### Given instruction
Rewrite only the part of the records that opens with the line containing "of the mountain?" and runs through the end of the records, requests included. Shift every coordinate in the answers by adding 74 to it.

Extracted data records

--

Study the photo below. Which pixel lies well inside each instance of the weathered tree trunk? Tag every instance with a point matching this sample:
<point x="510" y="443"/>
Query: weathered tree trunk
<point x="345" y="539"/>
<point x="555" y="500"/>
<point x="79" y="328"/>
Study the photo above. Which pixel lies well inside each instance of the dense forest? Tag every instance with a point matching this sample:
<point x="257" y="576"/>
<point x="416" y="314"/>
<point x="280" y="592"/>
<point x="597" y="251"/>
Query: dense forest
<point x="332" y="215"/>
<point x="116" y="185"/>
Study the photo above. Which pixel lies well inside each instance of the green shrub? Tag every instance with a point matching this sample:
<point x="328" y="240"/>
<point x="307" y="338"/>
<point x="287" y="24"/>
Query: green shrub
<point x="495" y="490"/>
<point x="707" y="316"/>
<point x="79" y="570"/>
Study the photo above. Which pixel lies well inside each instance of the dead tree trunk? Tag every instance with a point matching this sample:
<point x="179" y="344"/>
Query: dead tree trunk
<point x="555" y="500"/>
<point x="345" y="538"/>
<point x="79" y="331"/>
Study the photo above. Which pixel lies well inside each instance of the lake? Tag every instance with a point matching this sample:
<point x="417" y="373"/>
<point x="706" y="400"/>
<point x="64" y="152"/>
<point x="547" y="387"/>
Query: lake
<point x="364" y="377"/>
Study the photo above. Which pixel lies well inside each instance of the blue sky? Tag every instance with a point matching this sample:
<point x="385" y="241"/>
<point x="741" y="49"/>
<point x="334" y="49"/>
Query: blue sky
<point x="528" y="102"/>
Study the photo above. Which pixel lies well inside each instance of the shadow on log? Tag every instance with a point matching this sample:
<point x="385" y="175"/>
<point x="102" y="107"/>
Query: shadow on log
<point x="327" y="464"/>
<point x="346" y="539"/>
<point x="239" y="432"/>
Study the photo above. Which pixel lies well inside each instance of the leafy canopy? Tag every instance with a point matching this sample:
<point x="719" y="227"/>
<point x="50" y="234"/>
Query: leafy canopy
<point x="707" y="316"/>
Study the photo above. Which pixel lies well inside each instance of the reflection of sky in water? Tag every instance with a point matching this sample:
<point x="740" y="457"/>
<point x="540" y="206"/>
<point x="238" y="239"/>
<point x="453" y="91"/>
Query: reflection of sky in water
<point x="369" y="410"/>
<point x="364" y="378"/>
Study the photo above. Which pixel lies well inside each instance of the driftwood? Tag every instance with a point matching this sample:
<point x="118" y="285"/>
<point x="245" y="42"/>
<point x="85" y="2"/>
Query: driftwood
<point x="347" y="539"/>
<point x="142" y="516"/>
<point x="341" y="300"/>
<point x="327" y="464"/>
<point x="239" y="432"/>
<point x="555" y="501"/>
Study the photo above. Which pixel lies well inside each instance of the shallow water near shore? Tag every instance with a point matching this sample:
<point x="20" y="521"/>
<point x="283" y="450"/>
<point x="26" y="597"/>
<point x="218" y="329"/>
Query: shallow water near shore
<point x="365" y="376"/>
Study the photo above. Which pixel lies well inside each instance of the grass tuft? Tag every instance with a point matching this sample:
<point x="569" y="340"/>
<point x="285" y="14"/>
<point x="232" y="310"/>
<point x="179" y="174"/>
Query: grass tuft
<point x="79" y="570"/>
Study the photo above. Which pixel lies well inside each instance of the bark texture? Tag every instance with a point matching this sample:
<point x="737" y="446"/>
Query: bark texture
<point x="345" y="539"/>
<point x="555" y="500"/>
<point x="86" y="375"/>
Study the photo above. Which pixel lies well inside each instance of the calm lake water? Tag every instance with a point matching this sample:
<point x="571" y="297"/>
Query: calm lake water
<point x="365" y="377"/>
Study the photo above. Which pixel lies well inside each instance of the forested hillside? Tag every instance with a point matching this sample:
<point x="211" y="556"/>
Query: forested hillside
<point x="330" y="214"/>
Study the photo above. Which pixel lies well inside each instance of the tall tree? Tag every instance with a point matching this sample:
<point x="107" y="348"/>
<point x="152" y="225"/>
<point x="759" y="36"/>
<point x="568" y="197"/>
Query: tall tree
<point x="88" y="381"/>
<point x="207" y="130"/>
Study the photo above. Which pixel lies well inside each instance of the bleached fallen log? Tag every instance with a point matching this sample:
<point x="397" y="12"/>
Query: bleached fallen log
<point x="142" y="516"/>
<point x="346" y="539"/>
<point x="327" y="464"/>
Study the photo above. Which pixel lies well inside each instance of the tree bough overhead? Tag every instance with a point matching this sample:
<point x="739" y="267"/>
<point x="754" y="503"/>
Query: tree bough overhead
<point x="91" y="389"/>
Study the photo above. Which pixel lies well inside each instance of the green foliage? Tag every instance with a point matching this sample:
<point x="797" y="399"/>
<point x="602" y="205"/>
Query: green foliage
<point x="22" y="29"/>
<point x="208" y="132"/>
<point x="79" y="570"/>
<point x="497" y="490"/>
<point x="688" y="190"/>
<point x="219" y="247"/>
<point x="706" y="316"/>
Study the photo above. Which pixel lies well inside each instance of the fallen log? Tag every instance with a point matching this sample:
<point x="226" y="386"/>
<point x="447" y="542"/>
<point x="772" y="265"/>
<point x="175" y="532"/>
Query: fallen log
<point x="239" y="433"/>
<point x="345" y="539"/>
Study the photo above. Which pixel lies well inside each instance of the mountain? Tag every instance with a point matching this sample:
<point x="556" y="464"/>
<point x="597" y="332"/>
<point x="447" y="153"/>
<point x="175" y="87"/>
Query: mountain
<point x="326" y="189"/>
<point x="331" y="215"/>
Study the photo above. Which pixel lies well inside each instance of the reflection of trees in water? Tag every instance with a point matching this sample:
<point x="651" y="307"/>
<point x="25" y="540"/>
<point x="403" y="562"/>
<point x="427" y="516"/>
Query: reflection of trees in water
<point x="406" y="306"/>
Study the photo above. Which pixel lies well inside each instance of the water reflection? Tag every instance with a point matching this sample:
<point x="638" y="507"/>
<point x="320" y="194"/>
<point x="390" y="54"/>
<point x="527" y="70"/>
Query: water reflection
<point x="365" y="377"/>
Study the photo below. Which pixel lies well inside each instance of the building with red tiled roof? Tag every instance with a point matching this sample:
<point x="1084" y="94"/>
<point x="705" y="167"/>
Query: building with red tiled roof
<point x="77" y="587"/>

--

### Solved exercise
Study the photo above. Which pixel lies well inside each instance of the mountain? Tag every instance with a point matching this sample:
<point x="556" y="464"/>
<point x="597" y="332"/>
<point x="447" y="153"/>
<point x="175" y="87"/>
Query: mountain
<point x="400" y="263"/>
<point x="405" y="289"/>
Study the photo above. Which pixel lies well inside each instance of the reflection of trees in water? Tag every instance with a point matching this sample:
<point x="651" y="307"/>
<point x="25" y="540"/>
<point x="403" y="562"/>
<point x="427" y="516"/>
Query: reflection of trees in water
<point x="480" y="380"/>
Study the photo above. Which pixel lies well inside each instance of the water reflection? Tag every instance with a point matching this sample:
<point x="638" y="507"/>
<point x="320" y="194"/>
<point x="390" y="54"/>
<point x="527" y="70"/>
Query: water reflection
<point x="439" y="451"/>
Study the photo below. Which pixel lies well inside each instance of the building with red tiled roof? Tag every instance with a point matching this sample:
<point x="1084" y="94"/>
<point x="705" y="167"/>
Query: building with red tiled roof
<point x="151" y="661"/>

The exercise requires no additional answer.